#### Work item:
Whatever the records say, set them down exactly.

#### The data:
————————

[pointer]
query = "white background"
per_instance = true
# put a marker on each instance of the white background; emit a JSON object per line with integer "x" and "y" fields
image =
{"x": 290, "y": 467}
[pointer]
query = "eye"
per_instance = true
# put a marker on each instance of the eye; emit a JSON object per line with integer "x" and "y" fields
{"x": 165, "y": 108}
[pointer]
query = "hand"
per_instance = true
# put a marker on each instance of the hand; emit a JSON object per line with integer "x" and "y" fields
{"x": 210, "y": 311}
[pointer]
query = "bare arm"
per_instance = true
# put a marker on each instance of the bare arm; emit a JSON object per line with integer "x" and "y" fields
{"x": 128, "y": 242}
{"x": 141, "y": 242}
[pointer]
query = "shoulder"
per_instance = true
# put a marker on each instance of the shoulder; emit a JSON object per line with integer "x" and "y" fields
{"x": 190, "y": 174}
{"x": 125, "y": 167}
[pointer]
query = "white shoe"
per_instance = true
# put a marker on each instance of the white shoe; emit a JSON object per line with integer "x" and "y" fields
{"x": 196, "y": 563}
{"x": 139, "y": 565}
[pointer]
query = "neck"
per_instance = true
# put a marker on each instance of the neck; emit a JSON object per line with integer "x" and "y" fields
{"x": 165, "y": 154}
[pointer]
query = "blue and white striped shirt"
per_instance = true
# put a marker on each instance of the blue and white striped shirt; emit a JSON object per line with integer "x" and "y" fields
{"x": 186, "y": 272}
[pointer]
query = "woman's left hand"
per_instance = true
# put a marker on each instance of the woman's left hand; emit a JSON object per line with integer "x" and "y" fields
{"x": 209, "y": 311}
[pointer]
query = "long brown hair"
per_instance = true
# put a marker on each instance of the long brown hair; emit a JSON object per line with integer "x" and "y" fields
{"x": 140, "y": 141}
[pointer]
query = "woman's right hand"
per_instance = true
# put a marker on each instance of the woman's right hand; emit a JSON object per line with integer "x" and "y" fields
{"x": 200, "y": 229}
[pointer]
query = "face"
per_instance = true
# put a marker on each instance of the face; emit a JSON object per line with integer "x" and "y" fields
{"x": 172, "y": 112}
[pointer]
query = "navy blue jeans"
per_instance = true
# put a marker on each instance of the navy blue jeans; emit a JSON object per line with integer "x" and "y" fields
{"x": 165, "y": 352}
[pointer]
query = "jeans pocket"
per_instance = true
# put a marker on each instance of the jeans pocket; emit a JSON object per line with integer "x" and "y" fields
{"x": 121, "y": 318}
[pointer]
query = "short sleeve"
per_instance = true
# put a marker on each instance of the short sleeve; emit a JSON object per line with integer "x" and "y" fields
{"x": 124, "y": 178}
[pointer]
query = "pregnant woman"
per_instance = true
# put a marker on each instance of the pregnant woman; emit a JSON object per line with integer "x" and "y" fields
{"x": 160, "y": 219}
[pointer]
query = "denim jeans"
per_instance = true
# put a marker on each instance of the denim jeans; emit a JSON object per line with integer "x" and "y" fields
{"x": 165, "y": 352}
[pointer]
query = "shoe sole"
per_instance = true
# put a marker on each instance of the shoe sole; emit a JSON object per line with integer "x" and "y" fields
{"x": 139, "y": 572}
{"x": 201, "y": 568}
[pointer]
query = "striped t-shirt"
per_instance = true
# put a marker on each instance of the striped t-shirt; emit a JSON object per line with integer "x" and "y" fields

————————

#### Answer to the exercise:
[pointer]
query = "white background"
per_instance = true
# put a marker on each instance of the white background; emit a JSON object per line with integer "x" and "y" fields
image =
{"x": 290, "y": 467}
[pointer]
query = "eye"
per_instance = true
# put a marker on each instance of the eye; emit a JSON object per line with integer "x" and "y" fields
{"x": 165, "y": 108}
[pointer]
query = "hand"
per_instance = true
# put a marker on each instance of the hand; emit a JSON object per line with integer "x" and "y" fields
{"x": 210, "y": 311}
[pointer]
query = "bare arm"
per_instance = true
# put a marker on each instance of the bare arm; emit a JSON object per line with integer "x" and "y" fields
{"x": 128, "y": 242}
{"x": 141, "y": 242}
[pointer]
query = "shoulder"
per_instance = true
# put a marker on each instance of the shoulder; emit a JSON object per line with integer "x" and "y" fields
{"x": 190, "y": 174}
{"x": 125, "y": 167}
[pointer]
query = "white shoe"
per_instance = true
# put a marker on each instance of the white shoe; emit a JSON object per line with integer "x" and "y" fields
{"x": 196, "y": 563}
{"x": 139, "y": 565}
[pointer]
query = "neck"
per_instance = true
# put a marker on each instance of the neck; emit a JSON object per line with integer "x" and "y" fields
{"x": 165, "y": 154}
[pointer]
query = "blue and white striped shirt"
per_instance = true
# put a marker on each instance of the blue and white striped shirt; emit a JSON object per line with integer "x" and "y" fields
{"x": 186, "y": 272}
[pointer]
query = "woman's left hand"
per_instance = true
# put a marker on each instance of the woman's left hand; emit a JSON object per line with integer "x" and "y" fields
{"x": 209, "y": 311}
[pointer]
query = "long brown hair"
per_instance = true
# put a marker on each instance of the long brown hair; emit a JSON object per line with integer "x" and "y" fields
{"x": 140, "y": 141}
[pointer]
query = "woman's right hand"
per_instance = true
# put a marker on each instance of the woman's right hand; emit a JSON object per line with integer "x" and "y" fields
{"x": 200, "y": 229}
[pointer]
query = "face"
per_instance = true
# put a marker on each instance of the face; emit a JSON object per line with integer "x" and "y" fields
{"x": 172, "y": 112}
[pointer]
query = "navy blue jeans"
per_instance = true
# put a marker on each instance of the navy blue jeans; emit a JSON object per line with integer "x" and "y" fields
{"x": 165, "y": 352}
[pointer]
query = "jeans pocket"
per_instance = true
# put a marker on each instance of the jeans pocket; emit a JSON object per line with integer "x" and "y" fields
{"x": 121, "y": 318}
[pointer]
query = "short sleeve"
per_instance = true
# put a marker on each instance of the short sleeve; emit a JSON object per line with integer "x" and "y" fields
{"x": 124, "y": 178}
[pointer]
query = "pregnant woman"
per_instance = true
# put a marker on each instance of the pregnant woman; emit a JSON object per line with integer "x" and "y" fields
{"x": 160, "y": 219}
[pointer]
query = "denim jeans"
per_instance = true
# put a marker on each instance of the denim jeans; emit a JSON object per line with integer "x" and "y" fields
{"x": 165, "y": 352}
[pointer]
query = "shoe sole"
per_instance = true
# put a marker on each instance of the shoe sole; emit a JSON object per line with integer "x" and "y" fields
{"x": 139, "y": 572}
{"x": 201, "y": 568}
[pointer]
query = "striped t-shirt"
per_instance = true
# put a marker on each instance of the striped t-shirt; emit a JSON object per line with integer "x" and "y" fields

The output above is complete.